_EXERCISE:_ Having read the data, transcribe all of it without deviation.

[Dataset items]
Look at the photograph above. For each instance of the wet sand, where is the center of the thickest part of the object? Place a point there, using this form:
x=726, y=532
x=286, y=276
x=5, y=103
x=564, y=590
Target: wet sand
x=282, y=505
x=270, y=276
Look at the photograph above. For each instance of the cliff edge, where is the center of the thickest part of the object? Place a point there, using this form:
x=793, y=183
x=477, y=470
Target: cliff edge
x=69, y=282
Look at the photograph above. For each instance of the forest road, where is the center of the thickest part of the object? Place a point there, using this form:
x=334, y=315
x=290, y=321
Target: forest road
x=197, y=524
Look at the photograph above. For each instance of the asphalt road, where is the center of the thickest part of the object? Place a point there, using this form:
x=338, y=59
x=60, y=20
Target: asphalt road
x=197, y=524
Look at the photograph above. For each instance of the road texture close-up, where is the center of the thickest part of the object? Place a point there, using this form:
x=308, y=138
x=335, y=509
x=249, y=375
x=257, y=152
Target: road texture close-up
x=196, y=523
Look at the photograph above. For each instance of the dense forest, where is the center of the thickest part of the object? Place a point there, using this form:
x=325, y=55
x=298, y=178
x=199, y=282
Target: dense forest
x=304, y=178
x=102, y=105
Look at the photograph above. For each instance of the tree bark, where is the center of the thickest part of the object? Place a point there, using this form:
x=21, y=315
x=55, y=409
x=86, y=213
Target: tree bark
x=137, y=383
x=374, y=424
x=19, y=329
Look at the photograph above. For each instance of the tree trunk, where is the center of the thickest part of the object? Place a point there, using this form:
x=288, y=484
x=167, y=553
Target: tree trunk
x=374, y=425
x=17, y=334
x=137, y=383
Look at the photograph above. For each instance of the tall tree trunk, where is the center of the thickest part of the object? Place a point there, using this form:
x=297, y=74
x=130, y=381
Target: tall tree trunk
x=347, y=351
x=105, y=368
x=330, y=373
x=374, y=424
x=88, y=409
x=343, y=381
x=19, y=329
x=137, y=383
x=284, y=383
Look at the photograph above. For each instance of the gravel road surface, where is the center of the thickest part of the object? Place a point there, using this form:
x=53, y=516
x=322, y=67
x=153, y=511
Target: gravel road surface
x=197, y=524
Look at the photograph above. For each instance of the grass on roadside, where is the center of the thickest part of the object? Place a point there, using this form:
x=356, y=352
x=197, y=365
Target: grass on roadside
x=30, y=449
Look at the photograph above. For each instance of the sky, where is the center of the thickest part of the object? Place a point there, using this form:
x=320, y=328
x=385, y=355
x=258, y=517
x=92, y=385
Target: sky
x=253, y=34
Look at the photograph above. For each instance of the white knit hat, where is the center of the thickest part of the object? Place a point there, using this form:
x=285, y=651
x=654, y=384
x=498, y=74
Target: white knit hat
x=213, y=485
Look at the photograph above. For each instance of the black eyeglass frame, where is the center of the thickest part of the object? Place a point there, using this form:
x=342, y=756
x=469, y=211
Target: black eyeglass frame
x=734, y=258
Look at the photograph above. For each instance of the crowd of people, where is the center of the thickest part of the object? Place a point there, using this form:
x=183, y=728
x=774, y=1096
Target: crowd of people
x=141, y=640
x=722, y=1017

_RESPONSE AREA:_
Look at the photograph above. For each instance of the wet sand, where is the center of the thickest part of the object? Place a point there, using this form:
x=726, y=532
x=286, y=276
x=5, y=103
x=564, y=590
Target: wet sand
x=282, y=505
x=270, y=276
Look at the photograph above. For each instance of the cliff edge, where is the center of the thickest part of the object? Place a point there, using this form:
x=793, y=183
x=477, y=470
Target: cliff edge
x=69, y=282
Look at the photograph above. For each instance of the forest road, where is the center of the thickest part of the object? Place a point there, using this form:
x=334, y=315
x=290, y=321
Target: forest road
x=197, y=524
Look at the photograph above. For each instance of the asphalt road, where is the center of the thickest part of the object? Place a point there, using this form:
x=338, y=59
x=60, y=20
Target: asphalt road
x=197, y=524
Look at the photograph above. For each instance of the road texture close-up, where is the center of the thickest part of the object? Place a point there, using this form:
x=308, y=138
x=335, y=509
x=249, y=375
x=257, y=152
Target: road texture close-up
x=196, y=523
Look at the photograph above. For each instance of the dense forest, where is the center of the thickest part of the object? Place a point there, using this form:
x=325, y=55
x=298, y=178
x=199, y=282
Target: dense forest
x=304, y=178
x=102, y=105
Look at the photograph above. For each instance of the tree bark, where is the center of the thickest part of the object? Place a point there, using this form:
x=21, y=315
x=55, y=409
x=86, y=213
Target: tree bark
x=137, y=383
x=374, y=424
x=19, y=329
Look at the photograph above. For each instance of the tree trunk, where is the center of the thickest part of the object? Place a point there, using this form:
x=288, y=484
x=167, y=553
Target: tree trunk
x=374, y=425
x=17, y=334
x=137, y=383
Look at the photograph above. For each instance of the tall tree trunk, where is the center of the thickest part of the object? Place a point there, using this form:
x=297, y=74
x=130, y=381
Target: tall tree trunk
x=347, y=351
x=105, y=368
x=330, y=373
x=374, y=424
x=88, y=409
x=343, y=381
x=19, y=329
x=137, y=383
x=284, y=383
Look at the photograph above. For each instance of the gravel road surface, where is the center of the thickest part of the object? Place a point there, using this form:
x=53, y=516
x=322, y=67
x=153, y=511
Target: gravel road surface
x=197, y=524
Look at the photograph above. For each instance of the grass on roadside, where is the center of the thickest part of the object? Place a point there, using this form:
x=356, y=352
x=197, y=365
Target: grass on roadside
x=30, y=449
Look at the photograph above. For each instance of the sky, where is the center of the thickest part of the object? Place a point there, using this form:
x=320, y=328
x=385, y=355
x=258, y=517
x=92, y=385
Target: sky
x=253, y=34
Look at the photograph above. For each instance of the white knit hat, where is the center of the thickest part of the object? Place a point there, using this form:
x=285, y=651
x=654, y=384
x=498, y=74
Target: white knit hat
x=213, y=485
Look at the photograph above. For each instance of the black eyeglass frame, where is the center of the thickest part of the object? Place a point there, using this form:
x=342, y=756
x=469, y=211
Target: black eyeglass frame
x=734, y=258
Look at the photograph above. For each instance of the crowd of people, where is the center of the thickest part of the object? Place a point there, using this form:
x=183, y=728
x=774, y=1096
Target: crowd of people
x=141, y=640
x=722, y=1017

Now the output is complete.